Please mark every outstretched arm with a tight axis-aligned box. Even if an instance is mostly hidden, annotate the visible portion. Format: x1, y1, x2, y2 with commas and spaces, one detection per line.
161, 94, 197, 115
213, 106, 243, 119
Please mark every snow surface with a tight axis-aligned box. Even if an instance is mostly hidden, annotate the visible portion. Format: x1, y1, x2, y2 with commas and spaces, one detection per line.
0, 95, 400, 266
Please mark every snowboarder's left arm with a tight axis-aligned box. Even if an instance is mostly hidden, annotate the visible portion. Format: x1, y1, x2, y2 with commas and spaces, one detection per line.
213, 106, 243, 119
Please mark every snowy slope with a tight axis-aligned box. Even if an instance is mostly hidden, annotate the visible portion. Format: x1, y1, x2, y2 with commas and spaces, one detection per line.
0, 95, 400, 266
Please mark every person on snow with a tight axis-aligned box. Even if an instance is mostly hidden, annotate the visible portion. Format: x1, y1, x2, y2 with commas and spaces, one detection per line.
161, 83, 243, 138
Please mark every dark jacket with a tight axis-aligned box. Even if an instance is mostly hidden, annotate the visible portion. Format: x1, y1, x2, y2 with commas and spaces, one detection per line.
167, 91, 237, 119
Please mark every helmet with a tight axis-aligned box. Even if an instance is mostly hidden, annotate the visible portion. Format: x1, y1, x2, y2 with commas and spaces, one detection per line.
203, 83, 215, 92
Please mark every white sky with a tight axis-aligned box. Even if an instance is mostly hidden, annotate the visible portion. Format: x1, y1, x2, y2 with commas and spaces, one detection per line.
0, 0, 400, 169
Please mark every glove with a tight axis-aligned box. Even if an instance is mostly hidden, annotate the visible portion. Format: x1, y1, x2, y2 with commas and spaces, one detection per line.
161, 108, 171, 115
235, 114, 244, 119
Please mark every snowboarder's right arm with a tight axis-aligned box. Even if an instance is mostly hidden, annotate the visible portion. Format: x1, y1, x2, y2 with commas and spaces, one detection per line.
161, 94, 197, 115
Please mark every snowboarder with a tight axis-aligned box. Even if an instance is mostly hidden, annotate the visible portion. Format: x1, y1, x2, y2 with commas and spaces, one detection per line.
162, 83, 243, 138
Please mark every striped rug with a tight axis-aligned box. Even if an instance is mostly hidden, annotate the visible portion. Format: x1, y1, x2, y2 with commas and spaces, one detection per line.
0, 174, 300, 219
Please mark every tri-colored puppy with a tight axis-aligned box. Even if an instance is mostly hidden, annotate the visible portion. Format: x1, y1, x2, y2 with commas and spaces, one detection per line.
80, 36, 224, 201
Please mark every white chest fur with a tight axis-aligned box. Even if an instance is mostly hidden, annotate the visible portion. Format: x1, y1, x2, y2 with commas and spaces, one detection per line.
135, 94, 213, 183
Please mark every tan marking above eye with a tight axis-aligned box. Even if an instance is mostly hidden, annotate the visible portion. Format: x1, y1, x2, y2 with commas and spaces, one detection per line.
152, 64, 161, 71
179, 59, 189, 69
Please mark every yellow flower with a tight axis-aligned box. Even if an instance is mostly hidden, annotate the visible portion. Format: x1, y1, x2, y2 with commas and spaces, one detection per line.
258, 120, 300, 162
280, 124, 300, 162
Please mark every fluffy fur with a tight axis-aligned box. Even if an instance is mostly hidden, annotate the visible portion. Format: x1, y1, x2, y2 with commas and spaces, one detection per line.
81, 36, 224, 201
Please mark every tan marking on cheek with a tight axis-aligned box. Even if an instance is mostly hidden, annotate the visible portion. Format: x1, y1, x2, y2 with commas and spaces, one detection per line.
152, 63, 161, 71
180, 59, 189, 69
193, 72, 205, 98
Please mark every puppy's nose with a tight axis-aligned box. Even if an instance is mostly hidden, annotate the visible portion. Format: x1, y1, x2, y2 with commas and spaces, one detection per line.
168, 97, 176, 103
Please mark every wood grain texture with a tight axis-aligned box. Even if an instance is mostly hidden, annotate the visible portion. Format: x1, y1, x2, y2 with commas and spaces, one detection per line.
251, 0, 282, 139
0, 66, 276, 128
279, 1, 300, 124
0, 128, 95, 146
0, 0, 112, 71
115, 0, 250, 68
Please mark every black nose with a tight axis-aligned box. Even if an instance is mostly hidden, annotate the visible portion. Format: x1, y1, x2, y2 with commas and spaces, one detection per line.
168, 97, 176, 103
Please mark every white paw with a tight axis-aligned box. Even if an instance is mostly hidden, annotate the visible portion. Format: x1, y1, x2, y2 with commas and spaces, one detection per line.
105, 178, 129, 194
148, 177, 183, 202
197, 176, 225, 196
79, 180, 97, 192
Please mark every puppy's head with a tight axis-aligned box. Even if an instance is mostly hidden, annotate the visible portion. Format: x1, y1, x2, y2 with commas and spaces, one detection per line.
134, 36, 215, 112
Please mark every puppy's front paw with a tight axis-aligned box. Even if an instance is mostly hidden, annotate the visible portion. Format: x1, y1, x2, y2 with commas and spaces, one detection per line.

⁂

Objective – Reproduce exactly the line containing "Please mark every puppy's nose" and every line after it through the end of the records above, and nothing else.

Full output –
Please mark every puppy's nose with a tight axis-aligned box. Even if an instance is mostly hidden, annotate the visible portion. Format: x1, y1, x2, y2 with commas and spaces, one detection per line.
168, 97, 176, 103
Please mark every wood grain texture with a tight axis-aligned box. Even if an instance is mostly hidden, annotate the visible portion. Format: x1, y1, x2, y2 with commas and spaces, one detection per line.
251, 0, 282, 139
0, 66, 276, 128
279, 1, 300, 124
0, 128, 95, 146
0, 0, 112, 71
115, 0, 250, 68
Please mark every black nose with a tight axis-aligned box. Even if an instance is mostly hidden, annotate the visible portion. Format: x1, y1, x2, y2 with commas and spaces, one detection per line.
168, 97, 176, 103
Please mark every white paw with a tight axis-aligned box. Even if an instance is mostly hidden, annotate the visible portion. Format: x1, y1, x2, y2 with commas and spaces, one detection per line.
105, 178, 129, 194
148, 177, 183, 202
197, 176, 225, 196
79, 180, 97, 192
Please mark every puppy's head with a tight axis-aligned box. Even if an instance is mostly hidden, annotate the visible portion. Format: x1, y1, x2, y2 with commas and spaces, one detection per line.
134, 36, 215, 112
Please mark every puppy's front paw with a tight axis-aligned box. Even if an instance is mostly hidden, annotate the visible portion. Format: x1, y1, x2, y2 with commas and spaces, one detection per line.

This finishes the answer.